▸ **Data rows**

* * * * * * * * *

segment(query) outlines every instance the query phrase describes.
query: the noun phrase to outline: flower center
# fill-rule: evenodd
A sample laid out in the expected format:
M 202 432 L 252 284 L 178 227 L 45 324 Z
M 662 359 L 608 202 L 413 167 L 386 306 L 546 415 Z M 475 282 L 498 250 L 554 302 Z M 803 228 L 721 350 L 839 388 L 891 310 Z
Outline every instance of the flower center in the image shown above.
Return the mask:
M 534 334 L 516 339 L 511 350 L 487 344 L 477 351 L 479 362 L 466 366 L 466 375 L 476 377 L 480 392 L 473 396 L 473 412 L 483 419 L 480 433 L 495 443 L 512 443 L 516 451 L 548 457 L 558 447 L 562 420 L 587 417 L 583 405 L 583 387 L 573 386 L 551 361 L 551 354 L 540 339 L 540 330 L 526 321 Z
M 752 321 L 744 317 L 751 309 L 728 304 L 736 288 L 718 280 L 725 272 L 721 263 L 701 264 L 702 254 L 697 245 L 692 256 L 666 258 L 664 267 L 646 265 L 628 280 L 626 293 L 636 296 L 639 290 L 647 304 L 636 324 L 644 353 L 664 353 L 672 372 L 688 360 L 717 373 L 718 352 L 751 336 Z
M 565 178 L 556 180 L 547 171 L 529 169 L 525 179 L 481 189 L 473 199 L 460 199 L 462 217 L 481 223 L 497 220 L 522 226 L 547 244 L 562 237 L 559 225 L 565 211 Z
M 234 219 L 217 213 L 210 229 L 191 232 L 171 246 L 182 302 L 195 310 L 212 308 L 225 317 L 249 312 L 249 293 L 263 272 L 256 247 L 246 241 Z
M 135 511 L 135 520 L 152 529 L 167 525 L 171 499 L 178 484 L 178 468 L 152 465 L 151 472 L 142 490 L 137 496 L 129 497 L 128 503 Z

* * * * * * * * *

▸ **Task brief**
Reproduce the part of the items that begins at their first line and ends with the line containing "M 565 178 L", both ends included, without changing anything.

▸ **Reply to the task**
segment(query) outlines every instance the query phrase describes.
query: the noun phrase to outline: flower center
# fill-rule: evenodd
A sample laid out in the expected format:
M 202 432 L 252 284 L 178 227 L 45 324 Z
M 662 359 L 608 202 L 413 167 L 386 306 L 546 415 Z M 475 282 L 498 250 L 554 302 Z M 803 228 L 721 350 L 839 388 L 891 310 Z
Outline every instance of the flower center in the image shown above.
Return the mask:
M 534 334 L 516 339 L 511 350 L 487 344 L 477 351 L 479 362 L 466 366 L 466 375 L 476 377 L 480 392 L 473 396 L 473 412 L 483 419 L 480 433 L 495 443 L 512 443 L 516 451 L 548 457 L 558 447 L 562 420 L 587 417 L 583 405 L 583 387 L 573 386 L 551 361 L 551 354 L 540 339 L 540 330 L 526 321 Z
M 752 321 L 744 317 L 751 309 L 728 304 L 736 288 L 718 280 L 725 272 L 721 263 L 701 264 L 702 254 L 697 245 L 692 256 L 666 258 L 664 267 L 646 265 L 628 280 L 626 293 L 636 296 L 639 290 L 647 304 L 636 324 L 644 353 L 664 353 L 672 372 L 688 360 L 717 373 L 718 352 L 751 336 Z
M 565 178 L 556 180 L 547 171 L 529 169 L 525 179 L 481 189 L 473 199 L 460 199 L 462 217 L 481 223 L 497 220 L 522 226 L 547 244 L 562 237 L 559 225 L 565 211 Z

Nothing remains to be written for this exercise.